**Objectives**:
1/ Write out everything in the blog post from "When people go" down to "my birthday party….", unchanged.
2/ From the records, pull out everything from the line containing "the white background" down to the last line of the records, and repeat those lines verbatim.

**Extract provided**:
####################

Sunday, July 22, 2012

Katy Perry Has Your Number, Manstrater.

Before I tell this story, I feel the need to reiterate: I am not trying to be malicious. I am not putting this shit out here to make anyone feel bad or to make myself look better. It isn’t about power. It isn’t about shaming someone. It’s all 4 Non Blondes, Hey! What’s Going On! business as usual. So if you don’t like it, write me. Hell. Write something I can post here. Whether you know me or this situation or not.
That being said.
You know those situations where nobody’s gonna leave with any dignity?
You know how most of my life/blog is all about those situations?
Well, here’s one that I’m not happy about. I hope it makes you laugh, too. Because damn.
This guy and I dated. It didn’t work out. Big deal. Happens all the time, certainly not the first nor the last time something romantic won’t work out. As I am often a fan of dramatic gestures, I didn’t want him in my life after it didn’t work out. I decided that I didn’t want something nice dangled in front of me that I couldn’t have and that I didn’t care about him enough (given that he’d already done some questionable things during our time together) to keep him around if it wasn’t gonna work out anyway.
When people go back on their gut decisions, it’s funny. Especially when they were right all along.
So we didn’t talk for a few months. And it’s my birthday. And I’m feeling magnanimous: Hey… maybe I was wrong. Maybe we can be friends, just friends, and everything will work out great.
That’s the first night we hook back up.
We have The Conversation. Shit gets real. I feel hurt and rejected. But ya know, it’s over. He still doesn’t want me and that’s ok, cause I don’t really want to be with him. So we can move on.
…..
Nope.
A little while later. We hook up again--during my birthday party….
After another round of “Right… there’s a reason we don’t need to do this…” perhaps NOW, now we can have some peace. But nope, looming around the corner is a themed quiz night and we know how we looovveee our trivia in these parts. You guessed it… hooked up again.  Again with the talks. Again with the oh, god, is it fucking over?

####################

**Material for the task**:

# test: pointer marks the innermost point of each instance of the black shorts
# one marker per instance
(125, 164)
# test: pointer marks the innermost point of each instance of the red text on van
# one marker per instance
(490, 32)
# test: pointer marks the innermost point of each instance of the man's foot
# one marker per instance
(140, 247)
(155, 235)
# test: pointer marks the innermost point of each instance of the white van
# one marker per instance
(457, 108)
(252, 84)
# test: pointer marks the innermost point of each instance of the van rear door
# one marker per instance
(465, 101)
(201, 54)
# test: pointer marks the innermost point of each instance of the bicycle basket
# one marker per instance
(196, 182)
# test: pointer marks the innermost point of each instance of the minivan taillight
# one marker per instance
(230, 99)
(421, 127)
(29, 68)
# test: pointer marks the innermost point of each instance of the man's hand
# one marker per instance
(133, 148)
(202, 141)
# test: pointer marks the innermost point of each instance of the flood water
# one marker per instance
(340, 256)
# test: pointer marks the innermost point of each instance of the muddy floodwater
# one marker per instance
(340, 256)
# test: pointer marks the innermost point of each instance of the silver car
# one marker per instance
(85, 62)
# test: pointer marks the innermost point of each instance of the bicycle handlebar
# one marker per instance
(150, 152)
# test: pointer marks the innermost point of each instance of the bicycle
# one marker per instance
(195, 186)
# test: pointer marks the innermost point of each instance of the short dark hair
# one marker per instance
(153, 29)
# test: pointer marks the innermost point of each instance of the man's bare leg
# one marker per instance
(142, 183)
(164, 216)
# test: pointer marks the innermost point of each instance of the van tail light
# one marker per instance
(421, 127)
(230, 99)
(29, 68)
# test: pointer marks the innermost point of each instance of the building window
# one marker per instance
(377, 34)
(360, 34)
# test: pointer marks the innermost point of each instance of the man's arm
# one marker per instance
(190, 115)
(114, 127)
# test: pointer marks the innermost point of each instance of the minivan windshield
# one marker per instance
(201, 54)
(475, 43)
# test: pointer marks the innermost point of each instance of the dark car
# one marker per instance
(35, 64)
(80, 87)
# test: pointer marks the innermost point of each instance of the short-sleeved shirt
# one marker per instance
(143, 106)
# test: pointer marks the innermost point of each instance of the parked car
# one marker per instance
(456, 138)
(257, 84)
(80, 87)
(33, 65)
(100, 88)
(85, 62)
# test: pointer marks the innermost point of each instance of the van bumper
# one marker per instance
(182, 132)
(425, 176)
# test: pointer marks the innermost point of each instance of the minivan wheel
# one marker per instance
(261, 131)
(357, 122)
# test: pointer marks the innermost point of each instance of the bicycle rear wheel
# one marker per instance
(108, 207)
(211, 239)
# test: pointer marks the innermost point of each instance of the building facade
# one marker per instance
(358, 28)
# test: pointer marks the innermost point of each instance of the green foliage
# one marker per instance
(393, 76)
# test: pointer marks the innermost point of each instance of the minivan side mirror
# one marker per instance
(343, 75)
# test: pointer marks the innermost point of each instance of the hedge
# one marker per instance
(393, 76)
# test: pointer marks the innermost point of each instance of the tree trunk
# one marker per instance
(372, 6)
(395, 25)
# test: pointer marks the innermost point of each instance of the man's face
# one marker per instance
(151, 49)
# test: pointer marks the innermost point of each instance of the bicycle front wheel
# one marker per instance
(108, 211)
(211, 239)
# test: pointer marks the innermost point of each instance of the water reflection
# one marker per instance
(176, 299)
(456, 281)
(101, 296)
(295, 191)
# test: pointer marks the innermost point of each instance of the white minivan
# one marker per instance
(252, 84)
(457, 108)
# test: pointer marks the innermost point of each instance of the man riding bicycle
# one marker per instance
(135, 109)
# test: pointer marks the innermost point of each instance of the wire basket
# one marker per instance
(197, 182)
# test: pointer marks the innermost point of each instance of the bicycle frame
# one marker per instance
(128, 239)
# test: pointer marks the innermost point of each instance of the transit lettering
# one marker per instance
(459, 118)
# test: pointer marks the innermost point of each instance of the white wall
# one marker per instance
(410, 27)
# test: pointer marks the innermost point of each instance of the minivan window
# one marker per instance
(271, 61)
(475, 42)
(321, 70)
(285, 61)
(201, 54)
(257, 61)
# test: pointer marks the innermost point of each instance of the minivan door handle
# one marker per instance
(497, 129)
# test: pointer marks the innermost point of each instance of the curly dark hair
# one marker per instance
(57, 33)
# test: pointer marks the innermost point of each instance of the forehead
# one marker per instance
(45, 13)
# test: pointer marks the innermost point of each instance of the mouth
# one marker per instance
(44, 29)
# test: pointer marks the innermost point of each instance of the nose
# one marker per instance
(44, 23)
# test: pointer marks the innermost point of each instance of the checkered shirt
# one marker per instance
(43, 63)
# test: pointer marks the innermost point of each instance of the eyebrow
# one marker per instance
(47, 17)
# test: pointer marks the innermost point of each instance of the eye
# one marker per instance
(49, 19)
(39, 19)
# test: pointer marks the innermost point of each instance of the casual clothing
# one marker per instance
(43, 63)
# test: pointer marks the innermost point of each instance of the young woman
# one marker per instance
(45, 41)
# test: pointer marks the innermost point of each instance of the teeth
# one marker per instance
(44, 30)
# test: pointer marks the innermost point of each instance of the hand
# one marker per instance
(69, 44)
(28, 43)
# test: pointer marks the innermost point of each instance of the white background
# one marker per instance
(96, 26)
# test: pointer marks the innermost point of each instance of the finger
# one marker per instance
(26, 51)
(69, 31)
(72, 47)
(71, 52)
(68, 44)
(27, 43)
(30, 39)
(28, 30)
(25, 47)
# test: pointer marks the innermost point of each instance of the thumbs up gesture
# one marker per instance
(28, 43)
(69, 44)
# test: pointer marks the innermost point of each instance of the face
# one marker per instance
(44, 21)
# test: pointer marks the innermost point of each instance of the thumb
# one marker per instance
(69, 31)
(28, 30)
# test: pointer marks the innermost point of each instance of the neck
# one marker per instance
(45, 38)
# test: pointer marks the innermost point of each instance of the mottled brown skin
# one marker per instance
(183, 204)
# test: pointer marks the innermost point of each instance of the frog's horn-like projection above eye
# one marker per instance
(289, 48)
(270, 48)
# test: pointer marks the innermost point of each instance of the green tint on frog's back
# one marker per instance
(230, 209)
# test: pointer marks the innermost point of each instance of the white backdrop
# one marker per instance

####################

**Solutions per task**:
1/
When people go back on their gut decisions, it’s funny. Especially when they were right all along.
So we didn’t talk for a few months. And it’s my birthday. And I’m feeling magnanimous: Hey… maybe I was wrong. Maybe we can be friends, just friends, and everything will work out great.
That’s the first night we hook back up.
We have The Conversation. Shit gets real. I feel hurt and rejected. But ya know, it’s over. He still doesn’t want me and that’s ok, cause I don’t really want to be with him. So we can move on.
…..
Nope.
A little while later. We hook up again--during my birthday party….

2/
# test: pointer marks the innermost point of each instance of the white background
# one marker per instance
(96, 26)
# test: pointer marks the innermost point of each instance of the finger
# one marker per instance
(26, 51)
(69, 31)
(72, 47)
(71, 52)
(68, 44)
(27, 43)
(30, 39)
(28, 30)
(25, 47)
# test: pointer marks the innermost point of each instance of the thumbs up gesture
# one marker per instance
(28, 43)
(69, 44)
# test: pointer marks the innermost point of each instance of the face
# one marker per instance
(44, 21)
# test: pointer marks the innermost point of each instance of the thumb
# one marker per instance
(69, 31)
(28, 30)
# test: pointer marks the innermost point of each instance of the neck
# one marker per instance
(45, 38)
# test: pointer marks the innermost point of each instance of the mottled brown skin
# one marker per instance
(183, 204)
# test: pointer marks the innermost point of each instance of the frog's horn-like projection above eye
# one marker per instance
(289, 48)
(270, 48)
# test: pointer marks the innermost point of each instance of the green tint on frog's back
# one marker per instance
(230, 209)
# test: pointer marks the innermost point of each instance of the white backdrop
# one marker per instance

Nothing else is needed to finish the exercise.